• [Task]: Take the line that contains "trace: butterfly" and every line after it in the material below, and quote them exactly.

• [Information given]:
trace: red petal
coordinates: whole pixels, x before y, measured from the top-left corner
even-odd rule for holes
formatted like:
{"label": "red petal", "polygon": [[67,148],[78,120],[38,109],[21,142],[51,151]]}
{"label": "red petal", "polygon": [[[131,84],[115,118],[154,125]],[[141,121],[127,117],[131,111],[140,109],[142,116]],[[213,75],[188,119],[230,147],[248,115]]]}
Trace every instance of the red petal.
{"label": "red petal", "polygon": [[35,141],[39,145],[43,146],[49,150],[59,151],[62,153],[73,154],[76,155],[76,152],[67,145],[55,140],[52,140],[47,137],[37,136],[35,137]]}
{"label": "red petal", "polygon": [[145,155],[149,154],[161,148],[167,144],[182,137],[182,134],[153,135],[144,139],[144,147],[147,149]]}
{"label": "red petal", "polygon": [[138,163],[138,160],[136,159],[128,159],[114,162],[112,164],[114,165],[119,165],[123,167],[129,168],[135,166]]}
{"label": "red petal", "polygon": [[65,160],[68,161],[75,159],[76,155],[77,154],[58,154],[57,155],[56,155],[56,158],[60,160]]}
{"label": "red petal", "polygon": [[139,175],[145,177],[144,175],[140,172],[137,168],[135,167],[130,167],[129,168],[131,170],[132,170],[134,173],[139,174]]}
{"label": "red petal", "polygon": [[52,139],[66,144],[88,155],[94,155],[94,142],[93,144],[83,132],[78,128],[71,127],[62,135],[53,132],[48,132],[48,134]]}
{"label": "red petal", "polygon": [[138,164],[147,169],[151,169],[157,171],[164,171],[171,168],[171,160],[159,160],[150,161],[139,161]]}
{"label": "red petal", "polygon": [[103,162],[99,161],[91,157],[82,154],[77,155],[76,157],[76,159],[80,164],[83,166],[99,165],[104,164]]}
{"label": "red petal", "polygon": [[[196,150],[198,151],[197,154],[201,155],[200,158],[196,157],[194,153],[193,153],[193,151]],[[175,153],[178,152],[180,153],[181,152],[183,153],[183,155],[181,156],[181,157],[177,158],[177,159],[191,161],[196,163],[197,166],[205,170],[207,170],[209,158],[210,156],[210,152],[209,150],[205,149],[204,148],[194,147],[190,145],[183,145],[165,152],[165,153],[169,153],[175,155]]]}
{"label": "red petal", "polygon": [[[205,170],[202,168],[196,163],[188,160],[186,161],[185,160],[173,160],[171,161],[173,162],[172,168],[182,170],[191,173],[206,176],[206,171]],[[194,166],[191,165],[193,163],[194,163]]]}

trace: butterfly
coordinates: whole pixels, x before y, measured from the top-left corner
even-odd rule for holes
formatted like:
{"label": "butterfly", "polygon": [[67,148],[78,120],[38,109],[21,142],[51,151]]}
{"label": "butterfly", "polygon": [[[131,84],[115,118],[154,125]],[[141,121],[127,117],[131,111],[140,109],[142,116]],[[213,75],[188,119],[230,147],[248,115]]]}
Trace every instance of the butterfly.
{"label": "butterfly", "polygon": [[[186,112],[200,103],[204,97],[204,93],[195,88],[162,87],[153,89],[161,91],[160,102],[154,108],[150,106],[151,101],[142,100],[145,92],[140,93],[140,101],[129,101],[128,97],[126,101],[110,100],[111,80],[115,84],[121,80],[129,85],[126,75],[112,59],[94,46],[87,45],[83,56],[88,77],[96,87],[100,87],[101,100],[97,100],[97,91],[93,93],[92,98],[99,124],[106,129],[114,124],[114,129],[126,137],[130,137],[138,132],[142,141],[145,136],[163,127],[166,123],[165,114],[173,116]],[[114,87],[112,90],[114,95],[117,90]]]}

• [Written response]:
trace: butterfly
coordinates: whole pixels, x before y, measured from the top-left corner
even-odd rule for holes
formatted like:
{"label": "butterfly", "polygon": [[67,148],[78,120],[38,109],[21,142],[51,151]]}
{"label": "butterfly", "polygon": [[[131,84],[115,118],[154,125]],[[141,121],[127,117],[131,111],[140,109],[142,116]],[[213,75],[188,119],[230,147],[248,115]]]}
Trace every instance of the butterfly.
{"label": "butterfly", "polygon": [[[186,112],[200,103],[204,97],[204,93],[195,88],[162,87],[153,89],[161,91],[160,102],[154,108],[150,106],[151,101],[142,100],[145,92],[140,93],[140,101],[129,101],[128,97],[126,101],[110,100],[111,80],[115,84],[121,80],[129,85],[126,75],[112,59],[94,46],[87,45],[83,56],[88,77],[96,87],[100,87],[101,100],[97,100],[97,91],[93,93],[92,98],[99,124],[106,129],[114,124],[114,129],[126,137],[130,137],[138,132],[142,141],[145,136],[163,127],[166,123],[165,114],[173,116]],[[114,87],[112,90],[114,95],[117,90]]]}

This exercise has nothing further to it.